■ DATA FOR THIS TASK ■
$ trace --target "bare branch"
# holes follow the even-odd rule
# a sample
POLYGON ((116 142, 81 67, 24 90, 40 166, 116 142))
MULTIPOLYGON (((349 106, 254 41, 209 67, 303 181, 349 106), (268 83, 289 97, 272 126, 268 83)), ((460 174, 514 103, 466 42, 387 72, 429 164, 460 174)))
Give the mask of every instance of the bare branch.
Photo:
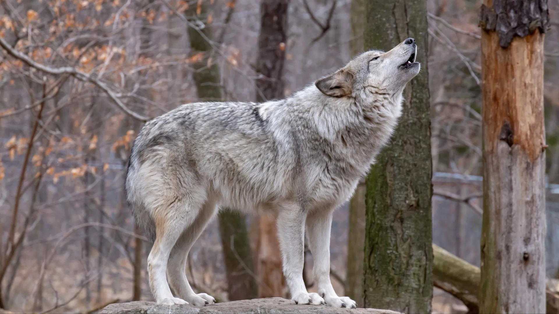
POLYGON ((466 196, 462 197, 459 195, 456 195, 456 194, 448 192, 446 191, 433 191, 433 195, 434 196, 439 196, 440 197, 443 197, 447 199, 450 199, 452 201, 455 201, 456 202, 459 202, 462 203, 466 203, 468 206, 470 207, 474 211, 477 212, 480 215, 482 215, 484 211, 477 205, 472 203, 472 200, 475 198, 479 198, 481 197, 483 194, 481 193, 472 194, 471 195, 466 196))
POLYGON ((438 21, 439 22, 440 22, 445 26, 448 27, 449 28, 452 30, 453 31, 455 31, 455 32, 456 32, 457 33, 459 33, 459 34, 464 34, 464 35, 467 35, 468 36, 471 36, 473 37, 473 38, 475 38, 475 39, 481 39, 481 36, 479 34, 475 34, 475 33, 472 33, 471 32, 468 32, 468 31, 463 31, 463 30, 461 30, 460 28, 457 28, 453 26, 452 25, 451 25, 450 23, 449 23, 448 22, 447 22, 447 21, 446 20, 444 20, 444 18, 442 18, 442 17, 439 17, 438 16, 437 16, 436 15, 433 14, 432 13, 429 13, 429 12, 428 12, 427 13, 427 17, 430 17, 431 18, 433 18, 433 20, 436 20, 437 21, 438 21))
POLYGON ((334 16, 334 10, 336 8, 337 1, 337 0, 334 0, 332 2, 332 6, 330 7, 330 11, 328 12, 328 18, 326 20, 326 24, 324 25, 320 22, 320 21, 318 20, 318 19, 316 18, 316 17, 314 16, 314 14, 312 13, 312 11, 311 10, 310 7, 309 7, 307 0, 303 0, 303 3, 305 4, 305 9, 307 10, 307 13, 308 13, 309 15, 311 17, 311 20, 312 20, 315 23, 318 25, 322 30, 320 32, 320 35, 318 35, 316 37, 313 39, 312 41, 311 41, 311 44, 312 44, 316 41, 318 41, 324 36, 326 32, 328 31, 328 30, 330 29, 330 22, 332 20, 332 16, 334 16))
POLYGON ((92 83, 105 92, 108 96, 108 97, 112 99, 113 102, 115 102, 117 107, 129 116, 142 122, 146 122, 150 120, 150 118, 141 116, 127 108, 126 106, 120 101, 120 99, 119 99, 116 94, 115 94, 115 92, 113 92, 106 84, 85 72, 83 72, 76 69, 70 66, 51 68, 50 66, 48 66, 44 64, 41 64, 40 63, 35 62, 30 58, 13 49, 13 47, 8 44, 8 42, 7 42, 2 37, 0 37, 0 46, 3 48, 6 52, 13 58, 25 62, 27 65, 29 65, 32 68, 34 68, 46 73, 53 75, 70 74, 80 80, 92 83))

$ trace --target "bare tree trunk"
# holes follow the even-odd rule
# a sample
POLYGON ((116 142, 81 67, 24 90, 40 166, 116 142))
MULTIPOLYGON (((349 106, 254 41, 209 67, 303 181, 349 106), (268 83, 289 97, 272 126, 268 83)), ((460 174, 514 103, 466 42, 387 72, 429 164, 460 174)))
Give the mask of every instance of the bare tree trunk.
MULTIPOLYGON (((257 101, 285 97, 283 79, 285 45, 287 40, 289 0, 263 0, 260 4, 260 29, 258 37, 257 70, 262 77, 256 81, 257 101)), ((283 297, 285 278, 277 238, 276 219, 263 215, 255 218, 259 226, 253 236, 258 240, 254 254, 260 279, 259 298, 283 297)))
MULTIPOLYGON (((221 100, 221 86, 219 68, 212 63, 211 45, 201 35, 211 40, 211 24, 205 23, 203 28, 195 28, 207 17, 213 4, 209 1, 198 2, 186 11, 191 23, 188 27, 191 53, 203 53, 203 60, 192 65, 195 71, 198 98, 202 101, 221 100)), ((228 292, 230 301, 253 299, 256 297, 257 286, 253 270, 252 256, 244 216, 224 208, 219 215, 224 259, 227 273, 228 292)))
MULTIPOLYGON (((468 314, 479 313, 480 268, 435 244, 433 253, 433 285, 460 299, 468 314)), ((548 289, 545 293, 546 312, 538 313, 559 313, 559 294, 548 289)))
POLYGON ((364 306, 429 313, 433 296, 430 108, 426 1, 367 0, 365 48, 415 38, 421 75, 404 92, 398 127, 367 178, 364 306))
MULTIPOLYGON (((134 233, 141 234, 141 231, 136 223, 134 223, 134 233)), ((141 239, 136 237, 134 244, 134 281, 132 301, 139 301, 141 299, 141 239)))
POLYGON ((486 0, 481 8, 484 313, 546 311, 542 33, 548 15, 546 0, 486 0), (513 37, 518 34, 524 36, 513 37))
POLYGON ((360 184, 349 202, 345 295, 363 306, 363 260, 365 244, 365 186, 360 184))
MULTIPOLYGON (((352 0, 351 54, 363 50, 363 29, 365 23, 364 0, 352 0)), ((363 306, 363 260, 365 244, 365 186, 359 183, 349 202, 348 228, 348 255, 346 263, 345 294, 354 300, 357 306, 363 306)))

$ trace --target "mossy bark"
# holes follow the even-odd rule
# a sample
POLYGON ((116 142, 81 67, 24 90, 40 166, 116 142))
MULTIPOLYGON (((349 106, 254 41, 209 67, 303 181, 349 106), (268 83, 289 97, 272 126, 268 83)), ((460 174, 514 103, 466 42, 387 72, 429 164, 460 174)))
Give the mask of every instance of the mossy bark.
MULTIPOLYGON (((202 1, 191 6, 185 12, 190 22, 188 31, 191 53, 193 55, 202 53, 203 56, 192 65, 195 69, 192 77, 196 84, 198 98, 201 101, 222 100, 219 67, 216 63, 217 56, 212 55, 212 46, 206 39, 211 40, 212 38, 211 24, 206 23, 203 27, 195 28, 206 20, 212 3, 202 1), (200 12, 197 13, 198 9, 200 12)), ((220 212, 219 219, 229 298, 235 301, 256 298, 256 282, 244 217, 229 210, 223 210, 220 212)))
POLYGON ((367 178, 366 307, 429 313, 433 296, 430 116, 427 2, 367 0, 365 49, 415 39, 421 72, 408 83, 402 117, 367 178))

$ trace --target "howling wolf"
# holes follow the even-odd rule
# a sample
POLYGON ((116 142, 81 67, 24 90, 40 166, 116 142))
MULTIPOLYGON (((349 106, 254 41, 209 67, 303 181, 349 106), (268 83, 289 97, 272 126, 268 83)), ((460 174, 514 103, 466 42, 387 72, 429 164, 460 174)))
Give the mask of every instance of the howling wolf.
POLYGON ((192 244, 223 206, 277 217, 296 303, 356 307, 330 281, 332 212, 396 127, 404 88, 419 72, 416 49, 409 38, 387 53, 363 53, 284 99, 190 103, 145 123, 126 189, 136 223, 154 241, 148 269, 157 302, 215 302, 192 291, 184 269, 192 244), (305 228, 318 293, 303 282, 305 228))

■ GIVEN EXERCISE ■
Edit all the items above, replacing "howling wolf" with "gray wolf" and keeping everything else the same. Leave the pictures out.

■ EXERCISE ANSWER ■
$ trace --target "bare branch"
# holes follow the even-odd rule
# a sample
POLYGON ((116 142, 81 67, 24 90, 40 166, 116 142))
MULTIPOLYGON (((349 106, 254 41, 209 67, 303 181, 349 106), (268 83, 289 97, 272 126, 268 83)), ((460 174, 514 103, 466 42, 387 72, 429 164, 460 174)))
Give the mask of every instance of the bare branch.
Photo:
POLYGON ((466 196, 462 197, 459 195, 456 195, 456 194, 448 192, 446 191, 433 191, 433 195, 434 196, 439 196, 440 197, 443 197, 447 199, 450 199, 452 201, 455 201, 456 202, 459 202, 462 203, 466 203, 468 206, 470 207, 474 211, 477 212, 480 215, 482 215, 484 211, 477 205, 472 203, 472 200, 475 198, 479 198, 481 197, 483 194, 481 193, 472 194, 471 195, 466 196))
POLYGON ((438 21, 439 22, 440 22, 445 26, 448 27, 449 28, 452 30, 453 31, 455 31, 455 32, 456 32, 457 33, 459 33, 459 34, 464 34, 464 35, 467 35, 468 36, 471 36, 473 37, 473 38, 475 38, 475 39, 481 39, 481 36, 479 34, 475 34, 475 33, 472 33, 471 32, 468 32, 468 31, 463 31, 463 30, 461 30, 460 28, 457 28, 453 26, 452 25, 451 25, 450 23, 449 23, 448 22, 447 22, 447 21, 446 20, 444 20, 444 18, 442 18, 442 17, 439 17, 438 16, 437 16, 436 15, 433 14, 432 13, 429 13, 429 12, 428 12, 427 13, 427 17, 430 17, 431 18, 433 18, 433 20, 436 20, 437 21, 438 21))
POLYGON ((334 16, 334 10, 336 8, 337 1, 337 0, 334 0, 332 2, 332 6, 330 7, 330 11, 328 12, 328 18, 326 20, 326 24, 324 25, 320 22, 320 21, 318 20, 318 19, 316 18, 316 17, 314 16, 314 14, 312 13, 312 11, 311 10, 310 7, 309 7, 307 0, 303 0, 303 3, 305 4, 305 9, 307 10, 307 13, 308 13, 309 15, 311 17, 311 20, 312 20, 315 23, 318 25, 322 30, 320 32, 320 35, 318 35, 316 37, 313 39, 312 41, 311 41, 311 44, 312 44, 316 41, 318 41, 324 36, 326 32, 328 31, 328 30, 330 29, 330 22, 332 20, 332 16, 334 16))
POLYGON ((92 83, 105 92, 108 96, 108 97, 112 99, 113 102, 115 102, 117 107, 129 116, 142 122, 146 122, 150 120, 150 118, 141 116, 127 108, 126 106, 120 101, 120 99, 119 99, 116 94, 115 94, 115 92, 113 92, 106 84, 85 72, 83 72, 76 69, 70 66, 51 68, 50 66, 48 66, 44 64, 41 64, 40 63, 35 62, 30 58, 13 49, 13 47, 8 44, 8 42, 7 42, 2 37, 0 37, 0 46, 3 48, 6 52, 13 58, 25 62, 27 65, 29 65, 32 68, 34 68, 46 73, 53 75, 70 74, 80 80, 92 83))

$ trace --target "bare tree trunk"
# holes follow the even-odd rule
# a sample
POLYGON ((116 142, 81 67, 24 90, 40 166, 116 142))
MULTIPOLYGON (((349 106, 254 41, 209 67, 303 181, 349 106), (268 83, 289 97, 272 126, 268 83)), ((460 174, 514 103, 466 42, 387 72, 429 164, 460 174)))
Give the mask of every instance of the bare tree trunk.
MULTIPOLYGON (((257 101, 285 97, 283 79, 285 45, 287 40, 289 0, 263 0, 260 4, 260 29, 258 37, 257 70, 262 77, 256 81, 257 101)), ((283 297, 285 278, 277 238, 276 219, 263 215, 255 218, 259 226, 253 236, 258 240, 254 254, 260 279, 259 298, 283 297)))
MULTIPOLYGON (((221 100, 221 86, 219 68, 212 63, 211 45, 201 35, 211 40, 211 24, 205 23, 203 28, 195 28, 207 17, 213 4, 209 1, 198 2, 186 11, 191 23, 188 27, 191 53, 203 53, 203 60, 192 65, 195 71, 198 98, 202 101, 221 100)), ((228 292, 230 301, 253 299, 256 297, 257 286, 253 270, 252 256, 244 216, 224 208, 219 215, 224 259, 227 273, 228 292)))
MULTIPOLYGON (((468 314, 479 313, 480 268, 435 244, 433 253, 433 285, 460 299, 468 314)), ((548 289, 545 293, 546 312, 538 313, 559 313, 559 294, 548 289)))
POLYGON ((364 306, 429 313, 433 296, 430 108, 426 1, 367 0, 365 48, 415 38, 421 75, 404 92, 398 127, 367 178, 364 306))
MULTIPOLYGON (((134 233, 141 234, 141 231, 136 223, 134 223, 134 233)), ((141 239, 136 237, 134 244, 134 281, 132 301, 139 301, 141 299, 141 239)))
POLYGON ((486 0, 481 8, 484 313, 546 311, 542 33, 548 15, 546 0, 486 0), (513 37, 518 34, 524 36, 513 37))
POLYGON ((360 184, 349 202, 345 295, 363 306, 363 260, 365 244, 365 186, 360 184))
MULTIPOLYGON (((352 0, 351 54, 363 50, 363 29, 365 23, 364 0, 352 0)), ((363 306, 363 260, 365 244, 365 186, 359 183, 349 202, 348 228, 348 255, 346 263, 345 294, 354 300, 357 306, 363 306)))

$ trace --target "mossy bark"
# holes follow the even-odd rule
# a sample
POLYGON ((116 142, 81 67, 24 90, 40 166, 116 142))
MULTIPOLYGON (((349 106, 254 41, 209 67, 303 181, 349 106), (268 83, 289 97, 272 126, 268 83)), ((460 174, 514 103, 466 42, 387 72, 429 164, 460 174)))
Give the mask of every instance of the mossy bark.
MULTIPOLYGON (((202 1, 191 6, 185 12, 190 22, 188 31, 191 53, 193 55, 202 53, 203 56, 192 65, 195 69, 192 77, 196 84, 198 98, 201 101, 222 100, 219 67, 216 63, 217 56, 212 55, 212 46, 206 39, 211 40, 212 38, 211 24, 206 23, 203 27, 195 28, 206 20, 212 3, 202 1), (200 12, 197 13, 198 9, 200 12)), ((220 212, 219 219, 229 298, 235 301, 256 298, 256 282, 244 217, 229 210, 223 210, 220 212)))
POLYGON ((367 178, 366 307, 429 313, 433 296, 430 116, 427 2, 367 0, 365 49, 415 39, 421 72, 408 83, 402 117, 367 178))

$ trace --target "gray wolf"
# holes follow the even-odd rule
# a sample
POLYGON ((116 142, 81 67, 24 90, 40 166, 116 142))
MULTIPOLYGON (((349 106, 254 41, 209 67, 303 181, 349 106), (268 83, 289 97, 272 126, 268 83)), ((460 174, 514 103, 466 42, 387 72, 429 164, 460 174)))
Give the mask of every instance of the gray wolf.
POLYGON ((192 244, 223 206, 277 217, 296 303, 356 307, 330 281, 332 212, 396 127, 404 88, 419 72, 416 49, 409 38, 387 53, 363 53, 284 99, 190 103, 145 123, 126 189, 136 223, 154 241, 148 269, 157 302, 215 302, 192 291, 184 269, 192 244), (305 228, 318 293, 303 282, 305 228))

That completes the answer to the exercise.